**Excerpted passage:**

-- Opening Marker --

In 2012, she republished At Home on the Range, a 1947 cookbook written by her great-grandmother, the food columnist Margaret Yardley Potter. Apply
Gilbert returned to fiction in 2013 with The Signature of All Things, a sprawling 19th-century style novel following the life of a young female botonist. The book brings together that century's fascination with botany, botanical drawing, spiritual inquiry, exploration, and evolution. Kirkus Reviews called it "a brilliant exercise of intellect and imagination," and Booklist a "must read."
Literary influences
In an interview, Gilbert mentioned The Wizard of Oz with nostalgia, adding, "I am a writer today because I learned to love reading as a child—and mostly on account of the Oz books..." She is especially vocal about the importance of Charles Dickens to her, mentioning his stylistic influence on her writing in many interviews. She lists Marcus Aurelius' Meditations as her favorite book on philosophy. (Adapted from Wikipedia. Retrieved 9/16/2013.)
Book Reviews
[The] open-endedness, [the] refusal of received literary templates, is what makes City of Girls worth reading. It's not a simple-minded polemic about sexual freedom and not an operatic downer; rather, it's the story of a conflicted, solitary woman who's made an independent life as best she can. If the usual narrative shapes don't fit her experience—and they don't fit most lives—neither she nor her creator seems to be worrying about it.
David Gates - New York Times Book Review
Unfortunately, what should have been a mere 300-page novel became a 470-page tome. The best and worst thing that can be said about City of Girls is that it’s perfectly pleasant.… [I]t demands only stamina from its readers. Not that it’s without charm.… [Gilbert's] got a good ear for the arch repartee of 1940s comedy.… Novels so rarely get better [so] I was shocked to discover that the ending of City of Girls is genuinely moving.… [I]t’s a delight to see Gilbert finally invest these characters with some real emotional heft and complexity.
Ron Charles- Washington Post
[A] sometimes maddening, something frothy, and ultimately a punch-to-the-heart reminiscence.… [I]t’s hard to avoid growing impatient… [feeling] as though the best part of the story is waiting in the wings.… But the wait is not without its delights.… [T]he whole tone and texture of the novel dramatically change, becoming a more moving, haunting, and absolutely profound meditation on love, loss, friendship, and all the extraordinary ways people manage to live their lives.… [D]eliciously refreshing as a fizzy summer drink, but truly, in its second half, it’s also more like fine wine, thoughtfully crafted to be savored for its benefits.
Boston Globe
In other hands, this novel could have had all the adventure and enjoyment, but none of the depth; instead [Gilbert] makes it into a glorious, multilayered, emotionally astute celebration of womanhood. It would be easy to dismiss City of Girls as joyous escapism, and God knows there’s little enough of that around right now. But look more closely and what you’ll see is an eloquently persuasive treatise on the judgment and punishment of women, and a heartfelt call to reclaim female sexual agency.
Guardian (UK)

-- Closing Marker --

**Stored data:**
-- Opening Marker --

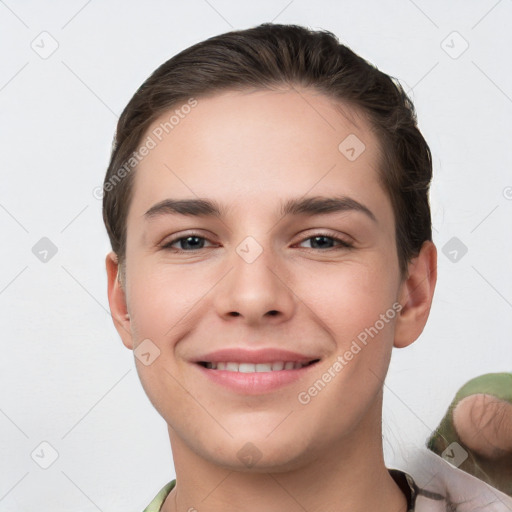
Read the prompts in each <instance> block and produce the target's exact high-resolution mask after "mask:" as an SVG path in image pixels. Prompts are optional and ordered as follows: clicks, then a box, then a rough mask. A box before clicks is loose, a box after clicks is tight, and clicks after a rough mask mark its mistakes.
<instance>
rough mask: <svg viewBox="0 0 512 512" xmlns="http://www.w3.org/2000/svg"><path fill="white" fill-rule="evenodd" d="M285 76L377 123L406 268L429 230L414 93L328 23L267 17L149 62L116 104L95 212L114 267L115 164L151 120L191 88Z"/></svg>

-- Closing Marker --

**Questions:**
a) In the Gilbert excerpt, which book does Gilbert list as her favorite on philosophy?
b) Using the Gilbert excerpt, explain why the New York Times Book Review says City of Girls is worth reading.
c) Extend the Gilbert excerpt from where it stops.

**Answers to each task:**
a) Marcus Aurelius' Meditations.

b) The review credits the novel's open-endedness and its refusal of received literary templates. Rather than a simple-minded polemic about sexual freedom or an operatic downer, it tells the story of a conflicted, solitary woman who has made an independent life as best she can. Neither she nor her creator seems worried that the usual narrative shapes don't fit her experience.

c)
Gilbert spares her heroine anything resembling trauma.… I won’t spoil the dramatic fulcrum of the plot. But I will say that… some of the most dramatic moments in the novel may feel overly mechanistic. Is Vivian’s faux pas fully motivated? Likewise, is the pathos of the late-in-life love relationship convincing, or does it feel more like an idea grafted into the story to prove the Gilbert ethos that love is good even when unconventional? Still,… lush prose and firm belief in love… suffuses City of Girls.
San Francisco Chronicle
[A]n uneven yet decadently told tale about being a woman in a time when there was only one acceptable way to behave.… [T]he narration falters… [a]s the novel speeds up, allowing years of Vivian’s life to flash by, [and] the story-telling can’t keep up with the emotional weight it’s meant to carry. By fleshing out the journey of Vivian’s life, Gilbert distracts from the strength of the coming-of-age story and the descriptive power of her prose when she lingers on a moment.
Time
City of Girls, Gilbert's latest novel, has the faint whiff of the expected.… Still, Gilbert pulls off a breezy, entertaining read—and really, something better: a lively, effervescent, and sexy portrait of a woman living in a golden time. We just have to get past the somewhat ponderous, overly familiar framing device.… Passion, Gilbert never tires of informing us, that's the stuff of life.
Jean Zimmerman - NPR
[T]he glamorous greasepainted swirl of 1940s New York’s theater-world bohemia.… Girls takes a few darker turns as [the protagonist] stumbles toward adulthood, though Gilbert stays true to her pledge that she won’t let her protagonist’s sexuality be her downfall, like so many literary heroines before her. That may be the most radical thing about a novel that otherwise revels in the old-fashioned pleasures of storytelling—the right to fall down rabbit holes, and still find your own wonderland.
Entertainment Weekly
City of Girls is a testament to Gilbert's restless curiosity. She spent years researching the artistic scene of the city in the 1940s.… Their effect on the book is clear.… For anyone familiar with the lightness and the buoyancy of Gilbert’s own voice, the clunkiness of the period vernacular becomes a barrier to investing in the community at the heart of the novel.… Because Gilbert has a bewitching voice that comes through even when she is trying to mask it, though, City of Girls remains a vibrant novel about a woman balancing her desires with the age in which she lives.
Vanity Fair
(Starred review) [A] beguiling tale.… Vivian—originally reckless and selfish, eventually thoughtful and humane—is the perfect protagonist for this novel, a page-turner with heart complete with a potent message of fulfillment and happiness.
Publishers Weekly
The first half of Gilbert's historical novel is a rollicking coming-of-age delight, vividly capturing the spirit of the era. But the melancholy second half feels flat, owing to the awkward narrative structure that has.… Vivian reflecting on her life in a letter. —Wilda Williams, New York
Library Journal
(Starred review) Reading City of Girls is pure bliss, thanks to its spirited characters, crackling dialogue, rollicking yet affecting story lines, genuinely erotic scenes, and sexual intelligence, suspense, and incisive truths
Booklist
(Starred review) Vivian Morris.… [is a] delightful narrator.… Whatever Eat Pray Love did or did not do for you, please don't miss out on her wonderful novels any longer. A big old banana split of a book, surely the cure for what ails you.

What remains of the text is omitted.